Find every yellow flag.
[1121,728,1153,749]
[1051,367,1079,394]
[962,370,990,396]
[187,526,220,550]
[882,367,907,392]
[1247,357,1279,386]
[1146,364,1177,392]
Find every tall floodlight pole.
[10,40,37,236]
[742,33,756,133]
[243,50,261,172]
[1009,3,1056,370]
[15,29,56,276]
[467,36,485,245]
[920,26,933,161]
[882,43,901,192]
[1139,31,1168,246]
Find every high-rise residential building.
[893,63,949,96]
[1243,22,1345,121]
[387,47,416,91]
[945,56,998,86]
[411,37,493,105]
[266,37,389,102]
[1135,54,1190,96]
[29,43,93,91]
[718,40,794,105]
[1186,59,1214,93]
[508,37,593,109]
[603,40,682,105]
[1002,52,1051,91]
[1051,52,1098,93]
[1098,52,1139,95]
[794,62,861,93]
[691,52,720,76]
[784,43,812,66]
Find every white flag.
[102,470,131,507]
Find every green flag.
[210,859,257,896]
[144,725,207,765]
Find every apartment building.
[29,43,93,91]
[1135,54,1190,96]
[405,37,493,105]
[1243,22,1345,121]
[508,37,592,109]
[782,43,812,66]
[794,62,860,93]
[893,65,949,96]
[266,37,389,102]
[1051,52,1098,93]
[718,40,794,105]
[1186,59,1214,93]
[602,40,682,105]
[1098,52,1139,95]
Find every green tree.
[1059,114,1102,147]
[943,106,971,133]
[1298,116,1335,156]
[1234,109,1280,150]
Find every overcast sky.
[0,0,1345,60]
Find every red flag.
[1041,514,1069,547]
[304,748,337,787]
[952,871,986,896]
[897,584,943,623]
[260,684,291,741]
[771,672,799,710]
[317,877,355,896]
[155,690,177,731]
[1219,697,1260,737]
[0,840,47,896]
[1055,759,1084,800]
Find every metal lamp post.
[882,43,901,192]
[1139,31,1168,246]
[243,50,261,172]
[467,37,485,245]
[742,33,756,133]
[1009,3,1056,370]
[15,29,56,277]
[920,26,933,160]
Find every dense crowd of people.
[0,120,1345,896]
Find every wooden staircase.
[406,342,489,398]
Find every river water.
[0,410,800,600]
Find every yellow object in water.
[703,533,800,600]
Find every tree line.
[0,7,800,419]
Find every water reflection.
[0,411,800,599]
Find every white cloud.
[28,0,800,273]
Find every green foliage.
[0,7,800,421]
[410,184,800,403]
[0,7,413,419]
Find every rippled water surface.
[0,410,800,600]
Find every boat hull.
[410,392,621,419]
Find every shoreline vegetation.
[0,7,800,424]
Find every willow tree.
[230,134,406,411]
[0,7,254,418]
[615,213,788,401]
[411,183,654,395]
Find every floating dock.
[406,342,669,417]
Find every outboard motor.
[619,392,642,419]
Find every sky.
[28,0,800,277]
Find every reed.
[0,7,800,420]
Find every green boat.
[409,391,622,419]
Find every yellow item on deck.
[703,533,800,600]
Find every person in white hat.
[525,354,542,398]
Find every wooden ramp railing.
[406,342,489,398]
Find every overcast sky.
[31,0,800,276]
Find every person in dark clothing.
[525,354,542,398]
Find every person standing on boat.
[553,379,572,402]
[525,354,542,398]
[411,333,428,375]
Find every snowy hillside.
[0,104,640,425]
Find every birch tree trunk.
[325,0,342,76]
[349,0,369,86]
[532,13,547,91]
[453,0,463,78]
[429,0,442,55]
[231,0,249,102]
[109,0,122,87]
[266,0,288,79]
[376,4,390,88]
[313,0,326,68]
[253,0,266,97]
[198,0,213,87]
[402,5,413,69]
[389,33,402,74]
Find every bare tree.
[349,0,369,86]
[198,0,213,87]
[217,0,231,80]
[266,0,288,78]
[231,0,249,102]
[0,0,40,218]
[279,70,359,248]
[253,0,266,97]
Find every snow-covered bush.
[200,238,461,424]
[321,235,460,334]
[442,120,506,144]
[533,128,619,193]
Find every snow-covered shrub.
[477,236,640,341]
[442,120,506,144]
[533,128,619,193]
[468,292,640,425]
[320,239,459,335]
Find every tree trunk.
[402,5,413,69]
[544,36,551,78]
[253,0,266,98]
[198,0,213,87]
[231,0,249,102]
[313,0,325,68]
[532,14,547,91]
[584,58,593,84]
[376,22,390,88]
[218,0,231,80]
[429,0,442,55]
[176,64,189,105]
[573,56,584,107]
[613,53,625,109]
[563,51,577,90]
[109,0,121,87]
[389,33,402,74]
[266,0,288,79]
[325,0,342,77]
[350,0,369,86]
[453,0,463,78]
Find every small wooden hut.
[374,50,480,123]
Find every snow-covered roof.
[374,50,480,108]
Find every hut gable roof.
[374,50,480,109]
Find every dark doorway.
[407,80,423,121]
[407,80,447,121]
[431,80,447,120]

************

Copy the stretch of lines from the very first line above through the one containing "[1234,109,1280,150]", requests included. Lower every bounding-box coordinate in it by 15.

Find every yellow flag.
[1106,713,1138,734]
[1036,352,1064,379]
[947,355,975,381]
[172,511,205,535]
[867,352,892,377]
[1232,342,1264,371]
[1131,349,1162,377]
Find every tall floodlight pole.
[-5,25,22,221]
[727,18,741,118]
[228,35,246,157]
[994,-12,1041,355]
[0,14,41,261]
[452,21,470,230]
[905,11,918,146]
[867,28,886,177]
[1124,16,1153,231]
Find every high-rise residential building.
[878,48,934,81]
[1228,7,1330,106]
[372,32,401,76]
[930,41,983,71]
[396,22,478,90]
[251,22,374,87]
[1120,39,1175,81]
[14,28,78,76]
[703,25,779,90]
[1171,44,1199,78]
[493,22,578,94]
[588,25,667,90]
[987,37,1036,76]
[1036,37,1083,78]
[1083,37,1124,80]
[779,47,846,78]
[676,37,705,61]
[769,28,797,51]
Find every white flag.
[87,455,116,492]
Find every green flag.
[195,844,242,881]
[129,710,192,750]
Find every apartment building.
[14,28,78,76]
[1120,39,1175,81]
[390,22,478,90]
[1228,7,1330,106]
[493,22,577,94]
[767,28,797,51]
[779,47,845,78]
[878,50,934,81]
[251,22,374,87]
[1036,37,1083,78]
[703,25,779,90]
[1171,44,1199,78]
[587,25,667,90]
[1083,37,1124,80]
Find every green tree.
[1044,99,1087,132]
[928,91,956,118]
[1283,101,1320,141]
[1219,94,1265,135]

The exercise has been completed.